What you should do: Add 49 to every x and y coordinate in the answers from the line containing "query (the noun phrase to segment): woman's" down to the end of the data below, and write out all of those lines again, requests included.

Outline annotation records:
————

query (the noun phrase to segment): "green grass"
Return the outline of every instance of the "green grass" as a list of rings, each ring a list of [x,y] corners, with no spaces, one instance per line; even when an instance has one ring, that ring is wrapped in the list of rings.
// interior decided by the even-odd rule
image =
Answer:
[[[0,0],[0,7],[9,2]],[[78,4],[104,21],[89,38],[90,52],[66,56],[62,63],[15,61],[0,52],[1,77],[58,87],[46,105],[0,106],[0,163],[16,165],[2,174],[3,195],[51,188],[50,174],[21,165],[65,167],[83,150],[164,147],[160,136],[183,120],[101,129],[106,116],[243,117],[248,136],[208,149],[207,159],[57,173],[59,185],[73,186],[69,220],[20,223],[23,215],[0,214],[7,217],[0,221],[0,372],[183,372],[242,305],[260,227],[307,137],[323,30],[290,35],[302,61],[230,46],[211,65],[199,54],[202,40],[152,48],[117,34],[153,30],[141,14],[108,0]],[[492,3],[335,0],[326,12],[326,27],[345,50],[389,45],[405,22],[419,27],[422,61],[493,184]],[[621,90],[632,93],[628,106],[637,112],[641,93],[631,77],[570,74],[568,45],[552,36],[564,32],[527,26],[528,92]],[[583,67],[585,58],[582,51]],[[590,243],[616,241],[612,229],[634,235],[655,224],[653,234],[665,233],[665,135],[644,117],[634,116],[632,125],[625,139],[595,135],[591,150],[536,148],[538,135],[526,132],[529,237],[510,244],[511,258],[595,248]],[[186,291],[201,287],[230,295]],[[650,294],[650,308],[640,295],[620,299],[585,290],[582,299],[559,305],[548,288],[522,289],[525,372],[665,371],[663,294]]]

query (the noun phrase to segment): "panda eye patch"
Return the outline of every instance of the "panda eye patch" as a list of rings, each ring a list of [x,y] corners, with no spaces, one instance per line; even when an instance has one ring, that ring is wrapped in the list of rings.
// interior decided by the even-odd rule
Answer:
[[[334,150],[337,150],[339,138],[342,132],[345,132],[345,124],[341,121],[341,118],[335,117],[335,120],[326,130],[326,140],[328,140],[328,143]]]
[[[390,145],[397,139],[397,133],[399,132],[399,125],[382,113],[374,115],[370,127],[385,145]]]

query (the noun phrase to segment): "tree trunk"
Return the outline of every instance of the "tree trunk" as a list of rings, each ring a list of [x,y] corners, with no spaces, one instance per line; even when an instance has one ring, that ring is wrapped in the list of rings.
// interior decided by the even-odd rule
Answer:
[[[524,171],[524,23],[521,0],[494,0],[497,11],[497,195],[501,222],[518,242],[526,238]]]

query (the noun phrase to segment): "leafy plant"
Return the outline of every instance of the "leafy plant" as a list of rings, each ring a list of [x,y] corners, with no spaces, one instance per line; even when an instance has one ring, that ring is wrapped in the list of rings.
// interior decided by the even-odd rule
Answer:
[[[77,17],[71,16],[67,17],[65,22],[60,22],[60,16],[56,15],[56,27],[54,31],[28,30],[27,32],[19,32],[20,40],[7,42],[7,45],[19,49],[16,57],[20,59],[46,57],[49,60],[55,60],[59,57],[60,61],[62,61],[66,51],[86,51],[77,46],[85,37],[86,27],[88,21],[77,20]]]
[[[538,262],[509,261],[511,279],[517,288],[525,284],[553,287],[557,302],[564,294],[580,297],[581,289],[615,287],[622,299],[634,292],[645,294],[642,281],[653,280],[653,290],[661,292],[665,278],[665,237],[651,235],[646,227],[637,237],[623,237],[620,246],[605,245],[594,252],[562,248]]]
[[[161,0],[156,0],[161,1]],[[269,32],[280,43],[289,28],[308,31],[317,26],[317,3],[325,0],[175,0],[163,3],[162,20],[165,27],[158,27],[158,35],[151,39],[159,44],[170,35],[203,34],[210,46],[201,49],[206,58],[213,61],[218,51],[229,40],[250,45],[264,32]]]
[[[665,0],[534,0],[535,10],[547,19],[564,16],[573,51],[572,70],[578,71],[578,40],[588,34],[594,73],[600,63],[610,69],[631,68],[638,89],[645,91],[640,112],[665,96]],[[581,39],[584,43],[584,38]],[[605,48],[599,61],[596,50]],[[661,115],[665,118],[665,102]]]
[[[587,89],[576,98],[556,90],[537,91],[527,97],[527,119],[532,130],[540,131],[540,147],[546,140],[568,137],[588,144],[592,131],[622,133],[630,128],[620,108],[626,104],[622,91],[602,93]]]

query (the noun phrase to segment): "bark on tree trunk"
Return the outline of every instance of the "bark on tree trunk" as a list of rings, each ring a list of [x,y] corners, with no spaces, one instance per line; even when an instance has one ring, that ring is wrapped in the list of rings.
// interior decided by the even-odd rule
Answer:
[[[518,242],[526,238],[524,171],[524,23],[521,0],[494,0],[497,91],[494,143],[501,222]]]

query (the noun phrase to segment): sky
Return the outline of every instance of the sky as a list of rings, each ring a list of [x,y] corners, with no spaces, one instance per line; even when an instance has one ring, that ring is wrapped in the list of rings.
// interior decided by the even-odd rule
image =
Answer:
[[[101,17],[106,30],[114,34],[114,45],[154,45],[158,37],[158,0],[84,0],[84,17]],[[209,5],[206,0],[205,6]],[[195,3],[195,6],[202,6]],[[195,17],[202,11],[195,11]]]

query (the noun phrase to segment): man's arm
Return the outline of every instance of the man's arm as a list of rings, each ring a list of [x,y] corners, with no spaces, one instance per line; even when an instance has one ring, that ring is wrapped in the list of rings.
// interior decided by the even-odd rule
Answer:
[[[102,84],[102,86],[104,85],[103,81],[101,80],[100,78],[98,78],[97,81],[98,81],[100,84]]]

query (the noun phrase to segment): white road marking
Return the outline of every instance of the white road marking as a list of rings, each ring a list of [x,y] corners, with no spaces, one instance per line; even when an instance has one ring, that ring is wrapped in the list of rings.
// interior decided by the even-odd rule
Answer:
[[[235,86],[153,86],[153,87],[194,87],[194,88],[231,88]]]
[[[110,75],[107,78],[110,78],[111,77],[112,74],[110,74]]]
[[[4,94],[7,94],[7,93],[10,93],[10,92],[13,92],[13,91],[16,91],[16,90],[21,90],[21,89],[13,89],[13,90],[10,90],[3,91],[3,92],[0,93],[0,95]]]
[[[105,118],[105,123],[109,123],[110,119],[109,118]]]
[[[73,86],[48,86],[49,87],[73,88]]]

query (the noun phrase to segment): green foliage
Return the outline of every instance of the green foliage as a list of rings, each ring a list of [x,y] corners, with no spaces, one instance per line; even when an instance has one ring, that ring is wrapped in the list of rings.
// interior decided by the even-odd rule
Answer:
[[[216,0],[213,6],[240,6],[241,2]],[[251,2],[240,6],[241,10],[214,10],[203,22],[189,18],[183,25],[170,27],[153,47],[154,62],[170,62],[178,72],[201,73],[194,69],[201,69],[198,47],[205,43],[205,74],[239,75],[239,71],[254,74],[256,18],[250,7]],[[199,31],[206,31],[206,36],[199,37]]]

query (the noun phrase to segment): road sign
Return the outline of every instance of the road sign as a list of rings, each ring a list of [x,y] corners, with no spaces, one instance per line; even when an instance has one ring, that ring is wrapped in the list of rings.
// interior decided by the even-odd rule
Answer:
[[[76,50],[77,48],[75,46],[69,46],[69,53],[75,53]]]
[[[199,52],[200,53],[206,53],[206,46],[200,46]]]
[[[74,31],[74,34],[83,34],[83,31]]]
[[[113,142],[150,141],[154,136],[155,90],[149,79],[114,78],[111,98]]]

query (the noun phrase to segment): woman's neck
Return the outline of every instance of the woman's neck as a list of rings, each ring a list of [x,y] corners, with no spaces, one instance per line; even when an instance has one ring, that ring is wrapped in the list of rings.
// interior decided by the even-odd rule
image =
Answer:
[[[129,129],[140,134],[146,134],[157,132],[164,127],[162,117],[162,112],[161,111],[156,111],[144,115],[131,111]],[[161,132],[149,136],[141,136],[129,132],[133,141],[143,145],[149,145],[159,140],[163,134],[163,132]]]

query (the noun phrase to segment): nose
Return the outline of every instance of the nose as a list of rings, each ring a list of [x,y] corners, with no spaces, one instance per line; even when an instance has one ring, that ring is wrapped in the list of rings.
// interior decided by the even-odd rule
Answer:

————

Task output:
query (the noun phrase to segment): woman's neck
Return the outline of every instance of the woman's neck as a list of rings, each ring a list of [x,y] corners, with no spaces, one instance per line; even when an instance has one ring, that ring is wrapped in the list of rings.
// interior decided by the even-odd rule
image =
Answer:
[[[178,178],[189,183],[195,183],[206,181],[213,176],[211,166],[211,161],[210,160],[205,160],[193,164],[180,160]],[[210,181],[198,185],[190,185],[178,181],[182,190],[192,194],[198,194],[208,189],[212,183],[212,181]]]

query (the noun phrase to segment): nose
Return the outline of every instance of the nose as a list of rings, each ring a list of [x,y] corners, with no spaces, one instance per line; even when an instance has one ring, that ring is wrapped in the list of rings.
// interior decided by the even-odd rule
Answer:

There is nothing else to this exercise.